YOUR TASK ▸ Convert the listing into a JSON array of strings, one string per line. Begin at the first line of the listing, end with the line containing "x=113 y=124", skip blank lines, and omit the pictures.

Stored dataset items ▸
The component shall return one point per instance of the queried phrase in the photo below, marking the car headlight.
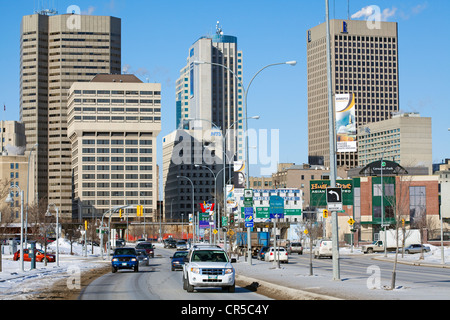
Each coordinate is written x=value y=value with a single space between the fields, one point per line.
x=229 y=270
x=195 y=270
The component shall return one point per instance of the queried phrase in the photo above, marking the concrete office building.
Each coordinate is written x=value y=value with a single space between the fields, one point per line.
x=364 y=63
x=15 y=166
x=55 y=52
x=405 y=139
x=113 y=124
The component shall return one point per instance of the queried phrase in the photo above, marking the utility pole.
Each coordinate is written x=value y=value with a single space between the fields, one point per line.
x=335 y=229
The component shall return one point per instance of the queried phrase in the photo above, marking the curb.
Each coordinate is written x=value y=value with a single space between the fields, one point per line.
x=284 y=293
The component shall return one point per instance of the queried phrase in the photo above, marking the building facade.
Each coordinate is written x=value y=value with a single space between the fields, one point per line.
x=113 y=125
x=55 y=52
x=364 y=63
x=405 y=139
x=209 y=92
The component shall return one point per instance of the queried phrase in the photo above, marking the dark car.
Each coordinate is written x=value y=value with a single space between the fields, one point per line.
x=416 y=248
x=125 y=258
x=39 y=254
x=177 y=261
x=148 y=247
x=262 y=252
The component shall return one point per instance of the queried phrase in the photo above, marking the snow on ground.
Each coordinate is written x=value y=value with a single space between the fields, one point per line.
x=18 y=285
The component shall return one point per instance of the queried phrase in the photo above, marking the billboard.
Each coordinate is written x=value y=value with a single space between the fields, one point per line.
x=345 y=123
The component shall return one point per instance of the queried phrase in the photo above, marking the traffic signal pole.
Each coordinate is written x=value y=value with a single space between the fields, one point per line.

WRITTEN ANSWER ▸
[
  "The component shall return one point per instance of the queried phrase in the photo below, marking the car headlight.",
  "Each coordinate is written x=value y=value with a single space between the fields, one point per line.",
  "x=229 y=270",
  "x=195 y=270",
  "The component shall return one point per instance of the queried phrase in the photo above, marking the concrete office building.",
  "Each coordinate is written x=value y=value with a single space between the fields, one point per line.",
  "x=364 y=63",
  "x=15 y=166",
  "x=55 y=52",
  "x=405 y=139",
  "x=113 y=124"
]